> [TASK TO CARRY OUT] Please print every line from the one containing "Reviewer note: verify that each instance of the short" through the last line of the records below, exactly as written and nothing more.

----- PROVIDED MATERIAL

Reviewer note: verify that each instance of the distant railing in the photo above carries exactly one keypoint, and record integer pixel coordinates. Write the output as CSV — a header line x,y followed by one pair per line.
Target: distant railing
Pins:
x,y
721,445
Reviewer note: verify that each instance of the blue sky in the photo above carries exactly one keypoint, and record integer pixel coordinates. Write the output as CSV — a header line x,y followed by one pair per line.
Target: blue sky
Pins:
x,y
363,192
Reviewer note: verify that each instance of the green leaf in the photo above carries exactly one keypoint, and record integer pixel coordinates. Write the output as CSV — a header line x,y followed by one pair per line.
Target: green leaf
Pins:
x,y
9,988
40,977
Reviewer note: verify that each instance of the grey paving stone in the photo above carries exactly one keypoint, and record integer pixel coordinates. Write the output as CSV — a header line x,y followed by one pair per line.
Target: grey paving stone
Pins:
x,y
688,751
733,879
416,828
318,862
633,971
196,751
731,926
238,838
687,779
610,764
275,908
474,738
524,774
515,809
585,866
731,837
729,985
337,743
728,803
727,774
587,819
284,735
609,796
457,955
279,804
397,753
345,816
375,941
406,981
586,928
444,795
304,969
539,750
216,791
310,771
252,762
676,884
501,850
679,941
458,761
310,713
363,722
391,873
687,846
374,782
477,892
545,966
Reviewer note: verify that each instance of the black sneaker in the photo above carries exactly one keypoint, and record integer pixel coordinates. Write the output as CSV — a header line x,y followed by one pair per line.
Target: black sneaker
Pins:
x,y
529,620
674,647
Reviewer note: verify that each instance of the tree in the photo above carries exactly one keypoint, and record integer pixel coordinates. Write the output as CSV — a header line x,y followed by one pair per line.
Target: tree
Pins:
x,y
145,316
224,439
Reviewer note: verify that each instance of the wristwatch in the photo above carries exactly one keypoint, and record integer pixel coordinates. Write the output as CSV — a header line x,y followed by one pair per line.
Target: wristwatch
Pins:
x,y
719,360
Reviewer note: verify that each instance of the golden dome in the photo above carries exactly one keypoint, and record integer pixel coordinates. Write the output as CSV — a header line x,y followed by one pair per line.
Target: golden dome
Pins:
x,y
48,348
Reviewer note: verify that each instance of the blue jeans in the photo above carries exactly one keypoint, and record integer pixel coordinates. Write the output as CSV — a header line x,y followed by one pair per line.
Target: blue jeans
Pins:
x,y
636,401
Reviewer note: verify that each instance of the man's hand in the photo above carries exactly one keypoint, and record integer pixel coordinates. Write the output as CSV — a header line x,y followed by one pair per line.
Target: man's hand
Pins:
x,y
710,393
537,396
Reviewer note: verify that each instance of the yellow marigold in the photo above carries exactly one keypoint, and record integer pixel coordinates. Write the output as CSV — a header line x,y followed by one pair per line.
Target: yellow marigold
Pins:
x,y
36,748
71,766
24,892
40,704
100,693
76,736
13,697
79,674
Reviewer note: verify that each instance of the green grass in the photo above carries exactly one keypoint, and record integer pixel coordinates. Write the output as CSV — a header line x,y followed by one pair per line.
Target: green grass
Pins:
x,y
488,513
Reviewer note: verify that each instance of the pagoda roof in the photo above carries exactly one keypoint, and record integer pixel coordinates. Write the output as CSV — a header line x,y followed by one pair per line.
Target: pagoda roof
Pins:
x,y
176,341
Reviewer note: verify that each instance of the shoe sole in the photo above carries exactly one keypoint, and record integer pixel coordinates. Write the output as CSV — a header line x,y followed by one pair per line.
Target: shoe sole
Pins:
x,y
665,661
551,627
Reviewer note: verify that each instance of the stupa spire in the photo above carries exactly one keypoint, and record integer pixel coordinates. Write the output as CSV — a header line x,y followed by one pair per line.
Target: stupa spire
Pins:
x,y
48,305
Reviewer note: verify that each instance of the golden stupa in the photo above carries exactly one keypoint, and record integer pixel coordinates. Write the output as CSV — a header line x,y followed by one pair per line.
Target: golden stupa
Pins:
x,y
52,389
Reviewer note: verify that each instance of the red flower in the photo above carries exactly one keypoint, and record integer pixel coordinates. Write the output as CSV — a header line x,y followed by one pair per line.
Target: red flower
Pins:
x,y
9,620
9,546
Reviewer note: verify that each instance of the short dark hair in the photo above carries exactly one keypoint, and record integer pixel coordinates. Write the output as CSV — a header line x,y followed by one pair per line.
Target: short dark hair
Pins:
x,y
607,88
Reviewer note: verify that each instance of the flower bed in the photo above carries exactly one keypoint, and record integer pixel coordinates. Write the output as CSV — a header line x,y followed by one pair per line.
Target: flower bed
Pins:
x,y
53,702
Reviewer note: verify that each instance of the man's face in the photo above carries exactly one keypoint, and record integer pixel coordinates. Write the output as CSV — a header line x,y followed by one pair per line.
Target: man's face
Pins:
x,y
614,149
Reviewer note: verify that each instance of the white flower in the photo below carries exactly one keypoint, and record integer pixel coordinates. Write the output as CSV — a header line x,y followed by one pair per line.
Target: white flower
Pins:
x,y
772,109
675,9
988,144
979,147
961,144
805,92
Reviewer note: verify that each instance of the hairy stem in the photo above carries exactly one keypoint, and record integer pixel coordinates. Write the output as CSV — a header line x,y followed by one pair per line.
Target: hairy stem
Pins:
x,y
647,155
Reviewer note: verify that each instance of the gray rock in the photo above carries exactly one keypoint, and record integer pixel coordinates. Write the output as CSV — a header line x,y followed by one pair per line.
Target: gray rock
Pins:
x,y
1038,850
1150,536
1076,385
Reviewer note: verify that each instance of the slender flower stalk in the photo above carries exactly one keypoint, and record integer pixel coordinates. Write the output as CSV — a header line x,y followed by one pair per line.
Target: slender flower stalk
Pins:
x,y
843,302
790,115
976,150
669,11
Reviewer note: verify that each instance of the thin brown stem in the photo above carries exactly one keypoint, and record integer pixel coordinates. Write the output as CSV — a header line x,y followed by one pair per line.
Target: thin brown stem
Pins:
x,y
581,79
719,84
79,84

----------

> [EXPECTED ANSWER]
Reviewer note: verify that each instance of the short dark hair in the photo above carries exactly one keypoint, and record integer pixel coordinates. Write the output as CSV — a header line x,y followed by one pair per line.
Target: short dark hair
Pins:
x,y
607,88
Reviewer note: verify that each instance of the flower bed in the photo above carries exactly one keypoint, and record integer pixel coordinates. Write the output as CSV — a header line x,y followed by one pair per line.
Target: flower bed
Pins:
x,y
53,702
Reviewer note: verify that each instance of the man's face in the photo above carries exactly one keypoint, and record integer pixel coordinates. Write the output as CSV — a header line x,y followed by one pair per line.
Target: man's face
Pins:
x,y
614,149
Reviewer note: verify that each instance of the white flower in the photo below carries exactly one keypoint, and record integer pixel coordinates. Write the output as CSV — a header line x,y followed by one pair per line.
Target: white flower
Pins:
x,y
772,109
675,9
988,144
979,147
961,144
805,92
Reviewer note: verify that each instance of the hairy stem in the photo above carries exactly one keypoint, and record integer pixel coordinates. Write the output as CSV — a header line x,y followed by one pair per line.
Target: hairy stem
Pins:
x,y
647,155
Reviewer note: verify that each instance of the gray rock in the photo above carries exactly one keypoint, and record integer pixel coordinates. Write the output as CSV — a header line x,y followed by one pair per line.
Target: gray rock
Pins:
x,y
1038,850
1150,536
1076,385
Reviewer note: verify that each instance of the slender flower stalk in the photo above carries exactly one keypoint, and record integer pixel coordinates. Write the output as CSV — a header line x,y followed by one pair per line.
Target: slender flower stalk
Pins:
x,y
843,302
790,115
976,150
669,11
Reviewer note: verify that each instance of the thin brown stem in the photo above carries exactly one keypoint, and record integer pixel coordinates. Write the output as CSV — a header line x,y followed by one pair per line.
Target: thin brown stem
Pins:
x,y
581,79
719,84
79,84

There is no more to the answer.